# What to do:
Report the number of lines in the items below that contain the word "gray", giving only that number.

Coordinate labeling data
= = =
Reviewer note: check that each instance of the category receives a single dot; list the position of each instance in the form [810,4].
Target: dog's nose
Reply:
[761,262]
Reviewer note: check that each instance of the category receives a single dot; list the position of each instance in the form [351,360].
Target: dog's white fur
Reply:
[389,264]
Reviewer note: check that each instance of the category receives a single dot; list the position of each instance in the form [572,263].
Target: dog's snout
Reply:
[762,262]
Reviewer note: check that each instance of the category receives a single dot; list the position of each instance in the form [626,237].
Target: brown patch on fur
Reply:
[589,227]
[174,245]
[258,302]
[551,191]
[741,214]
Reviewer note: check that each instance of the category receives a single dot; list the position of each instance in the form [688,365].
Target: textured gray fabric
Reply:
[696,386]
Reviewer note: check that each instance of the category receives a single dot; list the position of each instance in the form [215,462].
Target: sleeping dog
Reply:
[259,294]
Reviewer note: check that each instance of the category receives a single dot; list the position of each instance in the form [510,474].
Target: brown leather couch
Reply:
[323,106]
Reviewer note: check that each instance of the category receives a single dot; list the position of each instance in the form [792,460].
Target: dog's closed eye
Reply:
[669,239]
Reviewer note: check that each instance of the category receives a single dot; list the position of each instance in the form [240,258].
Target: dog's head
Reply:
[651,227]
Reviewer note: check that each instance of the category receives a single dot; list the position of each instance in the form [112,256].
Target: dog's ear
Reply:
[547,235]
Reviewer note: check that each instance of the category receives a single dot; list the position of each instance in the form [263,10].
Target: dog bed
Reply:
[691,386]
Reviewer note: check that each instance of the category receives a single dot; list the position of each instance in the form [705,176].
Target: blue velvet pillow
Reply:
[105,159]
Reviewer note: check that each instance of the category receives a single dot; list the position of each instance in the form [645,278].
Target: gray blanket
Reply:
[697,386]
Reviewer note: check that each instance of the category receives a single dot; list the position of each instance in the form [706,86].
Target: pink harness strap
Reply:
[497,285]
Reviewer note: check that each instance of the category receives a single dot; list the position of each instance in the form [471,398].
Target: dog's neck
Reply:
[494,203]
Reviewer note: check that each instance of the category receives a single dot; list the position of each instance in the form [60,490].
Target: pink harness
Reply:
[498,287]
= = =
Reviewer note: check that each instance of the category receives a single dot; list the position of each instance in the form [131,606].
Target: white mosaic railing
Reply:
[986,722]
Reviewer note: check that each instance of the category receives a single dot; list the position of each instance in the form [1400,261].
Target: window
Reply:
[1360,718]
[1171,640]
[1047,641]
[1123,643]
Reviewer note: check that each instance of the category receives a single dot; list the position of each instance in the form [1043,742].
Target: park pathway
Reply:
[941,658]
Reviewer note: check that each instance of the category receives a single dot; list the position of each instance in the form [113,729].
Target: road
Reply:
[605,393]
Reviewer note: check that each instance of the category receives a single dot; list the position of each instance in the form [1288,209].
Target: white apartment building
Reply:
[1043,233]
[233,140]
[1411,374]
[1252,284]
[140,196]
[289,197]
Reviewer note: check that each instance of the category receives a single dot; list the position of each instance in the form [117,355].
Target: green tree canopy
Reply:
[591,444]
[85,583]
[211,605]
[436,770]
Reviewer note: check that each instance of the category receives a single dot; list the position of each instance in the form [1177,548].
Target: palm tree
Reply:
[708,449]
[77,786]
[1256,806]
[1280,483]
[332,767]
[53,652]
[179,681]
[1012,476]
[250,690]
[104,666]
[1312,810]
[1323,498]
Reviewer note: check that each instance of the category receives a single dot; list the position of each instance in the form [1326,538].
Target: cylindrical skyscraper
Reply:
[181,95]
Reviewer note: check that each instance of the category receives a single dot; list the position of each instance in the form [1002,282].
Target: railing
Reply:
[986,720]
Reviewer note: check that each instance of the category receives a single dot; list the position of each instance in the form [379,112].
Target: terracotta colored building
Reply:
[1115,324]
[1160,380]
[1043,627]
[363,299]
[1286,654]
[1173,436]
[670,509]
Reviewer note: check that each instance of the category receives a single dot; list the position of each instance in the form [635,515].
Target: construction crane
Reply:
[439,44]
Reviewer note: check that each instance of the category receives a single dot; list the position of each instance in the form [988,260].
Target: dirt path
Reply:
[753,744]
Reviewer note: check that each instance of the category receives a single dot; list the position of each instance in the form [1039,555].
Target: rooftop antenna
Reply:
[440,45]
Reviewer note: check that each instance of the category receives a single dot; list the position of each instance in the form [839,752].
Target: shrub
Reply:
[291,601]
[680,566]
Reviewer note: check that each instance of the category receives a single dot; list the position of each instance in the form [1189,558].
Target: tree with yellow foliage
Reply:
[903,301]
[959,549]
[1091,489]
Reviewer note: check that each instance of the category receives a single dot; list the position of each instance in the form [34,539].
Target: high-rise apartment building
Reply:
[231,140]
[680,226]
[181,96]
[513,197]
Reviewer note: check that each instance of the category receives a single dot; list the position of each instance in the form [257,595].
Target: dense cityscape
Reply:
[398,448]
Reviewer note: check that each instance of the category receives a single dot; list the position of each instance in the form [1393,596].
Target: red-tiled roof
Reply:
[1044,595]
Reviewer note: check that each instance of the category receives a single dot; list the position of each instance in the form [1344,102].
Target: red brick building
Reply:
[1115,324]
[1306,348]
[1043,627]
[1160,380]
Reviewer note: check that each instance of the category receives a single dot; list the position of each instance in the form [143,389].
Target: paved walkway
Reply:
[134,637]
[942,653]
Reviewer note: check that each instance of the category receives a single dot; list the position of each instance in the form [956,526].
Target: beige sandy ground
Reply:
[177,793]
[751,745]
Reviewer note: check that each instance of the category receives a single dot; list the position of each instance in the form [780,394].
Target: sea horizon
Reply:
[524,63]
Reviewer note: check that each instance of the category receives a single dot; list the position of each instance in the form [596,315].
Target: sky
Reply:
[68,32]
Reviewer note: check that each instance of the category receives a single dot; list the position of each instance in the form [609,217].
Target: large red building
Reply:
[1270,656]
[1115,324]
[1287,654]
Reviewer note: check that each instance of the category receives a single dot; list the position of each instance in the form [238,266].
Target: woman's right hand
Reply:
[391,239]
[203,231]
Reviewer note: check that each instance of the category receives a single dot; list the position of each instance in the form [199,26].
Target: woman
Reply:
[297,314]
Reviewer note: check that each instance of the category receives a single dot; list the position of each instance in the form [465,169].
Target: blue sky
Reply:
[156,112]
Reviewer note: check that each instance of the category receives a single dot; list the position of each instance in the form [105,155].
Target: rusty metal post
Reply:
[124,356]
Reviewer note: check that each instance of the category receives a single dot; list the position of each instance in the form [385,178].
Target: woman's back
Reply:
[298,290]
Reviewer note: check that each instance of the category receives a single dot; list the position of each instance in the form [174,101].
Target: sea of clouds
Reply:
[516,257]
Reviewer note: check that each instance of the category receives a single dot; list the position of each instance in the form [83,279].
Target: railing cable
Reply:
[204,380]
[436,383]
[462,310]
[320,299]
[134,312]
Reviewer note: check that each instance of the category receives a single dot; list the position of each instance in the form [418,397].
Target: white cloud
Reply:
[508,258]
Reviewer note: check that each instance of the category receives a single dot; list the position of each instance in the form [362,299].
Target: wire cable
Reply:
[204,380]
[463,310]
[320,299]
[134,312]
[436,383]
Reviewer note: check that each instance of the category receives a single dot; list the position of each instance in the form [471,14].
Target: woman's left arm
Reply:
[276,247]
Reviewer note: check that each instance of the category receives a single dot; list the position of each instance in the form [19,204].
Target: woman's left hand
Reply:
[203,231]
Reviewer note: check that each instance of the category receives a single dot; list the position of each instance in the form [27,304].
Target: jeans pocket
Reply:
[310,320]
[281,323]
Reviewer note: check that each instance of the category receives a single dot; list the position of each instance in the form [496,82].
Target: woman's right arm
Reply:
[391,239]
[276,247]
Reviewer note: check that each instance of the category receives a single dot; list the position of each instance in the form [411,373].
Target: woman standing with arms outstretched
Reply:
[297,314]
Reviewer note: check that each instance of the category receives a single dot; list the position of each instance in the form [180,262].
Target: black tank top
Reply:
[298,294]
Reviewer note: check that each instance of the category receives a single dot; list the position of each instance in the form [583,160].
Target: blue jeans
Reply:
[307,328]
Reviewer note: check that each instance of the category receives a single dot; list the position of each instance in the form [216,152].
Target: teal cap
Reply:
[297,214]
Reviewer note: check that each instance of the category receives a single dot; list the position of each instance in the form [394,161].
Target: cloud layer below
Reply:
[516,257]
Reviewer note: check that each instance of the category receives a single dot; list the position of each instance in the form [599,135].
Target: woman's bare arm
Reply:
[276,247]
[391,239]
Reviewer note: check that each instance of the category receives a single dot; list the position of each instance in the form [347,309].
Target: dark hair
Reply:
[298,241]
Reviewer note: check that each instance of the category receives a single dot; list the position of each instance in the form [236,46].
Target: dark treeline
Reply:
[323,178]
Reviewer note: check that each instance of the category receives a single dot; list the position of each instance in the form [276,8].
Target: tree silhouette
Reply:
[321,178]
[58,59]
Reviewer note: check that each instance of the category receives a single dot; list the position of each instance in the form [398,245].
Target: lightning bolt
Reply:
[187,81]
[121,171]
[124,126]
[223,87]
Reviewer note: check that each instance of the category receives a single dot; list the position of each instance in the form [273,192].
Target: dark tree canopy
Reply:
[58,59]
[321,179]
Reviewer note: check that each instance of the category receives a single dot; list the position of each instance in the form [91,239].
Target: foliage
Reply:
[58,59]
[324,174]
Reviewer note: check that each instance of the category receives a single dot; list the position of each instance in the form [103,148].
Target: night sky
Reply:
= = =
# Solved problem:
2